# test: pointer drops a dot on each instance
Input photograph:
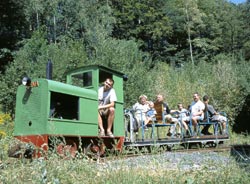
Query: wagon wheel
(93, 150)
(67, 150)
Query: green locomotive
(46, 109)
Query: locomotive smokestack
(49, 68)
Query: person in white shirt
(141, 108)
(107, 98)
(197, 108)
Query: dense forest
(173, 47)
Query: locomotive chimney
(49, 68)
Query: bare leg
(100, 122)
(111, 117)
(194, 122)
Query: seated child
(150, 115)
(183, 116)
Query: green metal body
(33, 105)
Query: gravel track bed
(171, 161)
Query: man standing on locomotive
(197, 108)
(107, 98)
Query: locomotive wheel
(67, 150)
(94, 151)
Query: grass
(151, 169)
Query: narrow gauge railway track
(147, 152)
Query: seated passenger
(183, 116)
(140, 109)
(107, 98)
(168, 117)
(197, 108)
(214, 116)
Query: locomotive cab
(47, 108)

◇ ◇ ◇ ◇ ◇ ◇ ◇

§ Görev Tanımı
Yukarıdaki verinin tamamını satır satır, hiçbir değişiklik yapmadan yeniden yazın. Resimleri yanıta dahil etmeyin.

§ Alıştırma Sonucu
# test: pointer drops a dot on each instance
Input photograph:
Query: wagon wheel
(93, 150)
(67, 150)
Query: green locomotive
(46, 109)
Query: locomotive smokestack
(49, 68)
Query: person in white shirt
(141, 108)
(107, 98)
(197, 108)
Query: dense forest
(173, 47)
Query: locomotive chimney
(49, 68)
Query: bare leg
(100, 122)
(111, 117)
(194, 122)
Query: seated child
(150, 115)
(183, 116)
Query: green metal body
(33, 105)
Query: gravel track bed
(171, 161)
Query: man standing on locomotive
(197, 108)
(107, 98)
Query: locomotive wheel
(67, 150)
(94, 151)
Query: grass
(151, 169)
Query: narrow gauge railway track
(147, 152)
Query: seated passenger
(183, 116)
(140, 109)
(107, 98)
(168, 117)
(197, 108)
(214, 116)
Query: locomotive cab
(47, 108)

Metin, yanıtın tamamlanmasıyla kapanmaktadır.